JOB ITEM:
Reproduce the entries from the start through the line containing "rough mask: <svg", swapping every "rough mask" for "coarse mask" and changing nothing else.

DATASET EXTRACT:
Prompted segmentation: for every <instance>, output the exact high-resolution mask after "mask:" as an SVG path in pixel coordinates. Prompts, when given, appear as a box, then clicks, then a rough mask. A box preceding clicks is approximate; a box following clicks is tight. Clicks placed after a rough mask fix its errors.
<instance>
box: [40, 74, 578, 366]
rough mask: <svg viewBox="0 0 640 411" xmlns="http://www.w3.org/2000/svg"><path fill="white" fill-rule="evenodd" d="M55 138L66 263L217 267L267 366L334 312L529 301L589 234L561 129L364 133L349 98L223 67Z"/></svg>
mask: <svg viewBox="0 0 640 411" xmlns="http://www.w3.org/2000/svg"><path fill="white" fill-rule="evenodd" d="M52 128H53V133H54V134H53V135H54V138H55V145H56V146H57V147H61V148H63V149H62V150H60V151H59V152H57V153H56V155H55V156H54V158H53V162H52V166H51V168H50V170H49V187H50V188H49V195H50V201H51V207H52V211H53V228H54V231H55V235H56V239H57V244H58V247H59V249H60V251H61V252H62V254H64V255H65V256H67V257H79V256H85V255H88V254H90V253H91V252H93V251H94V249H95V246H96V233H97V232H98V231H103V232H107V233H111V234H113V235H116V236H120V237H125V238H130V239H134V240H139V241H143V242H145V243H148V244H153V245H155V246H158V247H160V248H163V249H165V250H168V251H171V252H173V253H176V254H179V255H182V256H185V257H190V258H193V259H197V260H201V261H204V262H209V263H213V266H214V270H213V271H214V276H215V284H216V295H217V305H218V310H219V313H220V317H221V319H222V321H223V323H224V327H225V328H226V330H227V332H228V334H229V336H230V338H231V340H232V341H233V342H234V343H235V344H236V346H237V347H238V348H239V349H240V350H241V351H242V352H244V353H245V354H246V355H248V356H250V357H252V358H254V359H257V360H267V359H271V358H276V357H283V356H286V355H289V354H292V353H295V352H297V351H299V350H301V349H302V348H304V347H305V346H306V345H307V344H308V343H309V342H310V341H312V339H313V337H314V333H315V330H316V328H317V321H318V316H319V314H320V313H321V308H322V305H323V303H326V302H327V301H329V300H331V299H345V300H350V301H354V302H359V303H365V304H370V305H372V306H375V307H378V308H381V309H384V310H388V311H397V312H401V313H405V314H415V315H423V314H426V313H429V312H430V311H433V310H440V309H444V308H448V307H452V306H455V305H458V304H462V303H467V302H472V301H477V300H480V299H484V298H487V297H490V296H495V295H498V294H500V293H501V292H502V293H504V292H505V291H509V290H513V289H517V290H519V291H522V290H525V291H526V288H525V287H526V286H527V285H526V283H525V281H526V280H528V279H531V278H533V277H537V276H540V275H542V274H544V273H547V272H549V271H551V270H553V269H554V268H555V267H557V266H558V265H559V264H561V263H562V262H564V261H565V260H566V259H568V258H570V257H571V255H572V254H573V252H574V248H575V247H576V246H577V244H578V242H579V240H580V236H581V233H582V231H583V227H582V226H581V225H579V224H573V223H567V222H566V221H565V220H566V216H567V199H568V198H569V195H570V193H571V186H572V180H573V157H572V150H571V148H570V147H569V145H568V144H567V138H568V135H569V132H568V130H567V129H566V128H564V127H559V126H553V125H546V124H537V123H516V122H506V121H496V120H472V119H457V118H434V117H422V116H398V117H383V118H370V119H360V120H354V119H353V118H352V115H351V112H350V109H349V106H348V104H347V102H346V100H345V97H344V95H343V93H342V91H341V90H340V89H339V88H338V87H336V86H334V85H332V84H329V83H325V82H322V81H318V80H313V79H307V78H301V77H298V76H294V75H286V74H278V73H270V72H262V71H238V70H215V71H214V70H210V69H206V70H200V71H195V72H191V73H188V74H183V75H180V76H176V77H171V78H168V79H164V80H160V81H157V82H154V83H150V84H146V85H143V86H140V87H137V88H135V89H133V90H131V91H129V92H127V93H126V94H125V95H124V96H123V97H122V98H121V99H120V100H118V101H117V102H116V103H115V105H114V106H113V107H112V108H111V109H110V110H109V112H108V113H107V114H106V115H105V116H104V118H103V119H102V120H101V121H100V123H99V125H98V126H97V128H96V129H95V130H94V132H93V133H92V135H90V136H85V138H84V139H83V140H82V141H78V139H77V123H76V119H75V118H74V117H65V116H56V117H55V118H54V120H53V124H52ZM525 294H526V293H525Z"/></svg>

RESULT BELOW:
Prompted segmentation: for every <instance>, output the exact high-resolution mask after "mask:" as an SVG path in pixel coordinates. Prompts, when given, appear as a box, then clicks, then a coarse mask. A box preceding clicks is approximate; a box following clicks is tight. Clicks placed after a coarse mask fix its errors.
<instance>
box: [40, 74, 578, 366]
coarse mask: <svg viewBox="0 0 640 411" xmlns="http://www.w3.org/2000/svg"><path fill="white" fill-rule="evenodd" d="M55 138L66 263L217 267L267 366L334 312L529 301L589 234L561 129L364 133L349 98L223 67Z"/></svg>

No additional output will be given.